What the task requires: Count the lines in the items below that contain the string "laptop". Give only the number.

Recorded data:
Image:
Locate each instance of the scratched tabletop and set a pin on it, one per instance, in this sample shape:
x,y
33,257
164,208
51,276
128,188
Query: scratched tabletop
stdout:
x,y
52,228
...
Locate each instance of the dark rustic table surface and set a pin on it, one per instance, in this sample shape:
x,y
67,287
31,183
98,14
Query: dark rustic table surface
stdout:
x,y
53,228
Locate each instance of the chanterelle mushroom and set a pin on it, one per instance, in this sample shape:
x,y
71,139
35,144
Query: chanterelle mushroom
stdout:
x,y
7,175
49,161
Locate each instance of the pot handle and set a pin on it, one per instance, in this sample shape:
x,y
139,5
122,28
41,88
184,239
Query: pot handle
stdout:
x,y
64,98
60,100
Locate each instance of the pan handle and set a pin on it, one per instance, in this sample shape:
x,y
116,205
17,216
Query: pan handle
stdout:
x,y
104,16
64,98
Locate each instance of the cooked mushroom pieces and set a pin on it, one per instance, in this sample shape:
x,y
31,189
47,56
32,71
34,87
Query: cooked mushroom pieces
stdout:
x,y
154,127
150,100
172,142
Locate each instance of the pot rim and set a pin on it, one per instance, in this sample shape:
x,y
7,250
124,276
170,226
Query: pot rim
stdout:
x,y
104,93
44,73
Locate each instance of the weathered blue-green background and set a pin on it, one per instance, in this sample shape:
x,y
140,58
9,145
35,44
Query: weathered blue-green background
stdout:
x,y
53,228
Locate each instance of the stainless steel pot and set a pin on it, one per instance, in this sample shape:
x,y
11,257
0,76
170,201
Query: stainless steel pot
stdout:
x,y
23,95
==
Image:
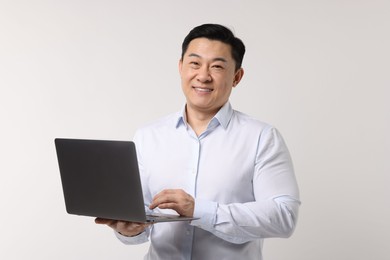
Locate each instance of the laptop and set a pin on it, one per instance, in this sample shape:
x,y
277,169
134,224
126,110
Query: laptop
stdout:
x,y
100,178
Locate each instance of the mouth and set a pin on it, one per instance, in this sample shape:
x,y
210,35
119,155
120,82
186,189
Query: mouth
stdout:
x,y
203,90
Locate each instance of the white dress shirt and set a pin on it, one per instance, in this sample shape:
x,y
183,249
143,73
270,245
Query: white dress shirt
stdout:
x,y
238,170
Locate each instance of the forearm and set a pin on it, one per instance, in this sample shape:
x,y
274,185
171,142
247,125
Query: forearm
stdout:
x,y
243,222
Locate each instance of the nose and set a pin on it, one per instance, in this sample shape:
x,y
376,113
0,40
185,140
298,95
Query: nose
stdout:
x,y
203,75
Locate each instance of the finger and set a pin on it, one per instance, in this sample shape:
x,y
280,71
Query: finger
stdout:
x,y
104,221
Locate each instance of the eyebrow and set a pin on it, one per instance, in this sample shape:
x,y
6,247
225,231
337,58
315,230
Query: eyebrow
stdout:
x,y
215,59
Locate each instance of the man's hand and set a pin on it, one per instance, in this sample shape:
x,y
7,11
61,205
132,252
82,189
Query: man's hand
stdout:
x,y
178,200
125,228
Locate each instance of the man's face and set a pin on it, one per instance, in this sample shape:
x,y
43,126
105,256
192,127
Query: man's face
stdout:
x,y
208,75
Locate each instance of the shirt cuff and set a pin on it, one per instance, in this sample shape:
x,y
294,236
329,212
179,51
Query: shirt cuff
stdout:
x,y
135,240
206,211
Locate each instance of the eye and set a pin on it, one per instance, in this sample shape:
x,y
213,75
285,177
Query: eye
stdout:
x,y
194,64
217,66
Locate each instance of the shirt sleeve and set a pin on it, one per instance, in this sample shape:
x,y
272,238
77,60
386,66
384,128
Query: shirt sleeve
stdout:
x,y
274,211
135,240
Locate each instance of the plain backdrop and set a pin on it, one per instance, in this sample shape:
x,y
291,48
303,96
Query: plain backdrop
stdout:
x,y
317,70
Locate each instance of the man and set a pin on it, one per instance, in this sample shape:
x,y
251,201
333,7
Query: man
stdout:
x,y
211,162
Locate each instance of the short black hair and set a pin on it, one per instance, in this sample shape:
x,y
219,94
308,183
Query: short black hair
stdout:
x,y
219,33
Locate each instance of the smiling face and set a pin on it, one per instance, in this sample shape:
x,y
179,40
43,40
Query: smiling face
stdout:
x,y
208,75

Task response: 2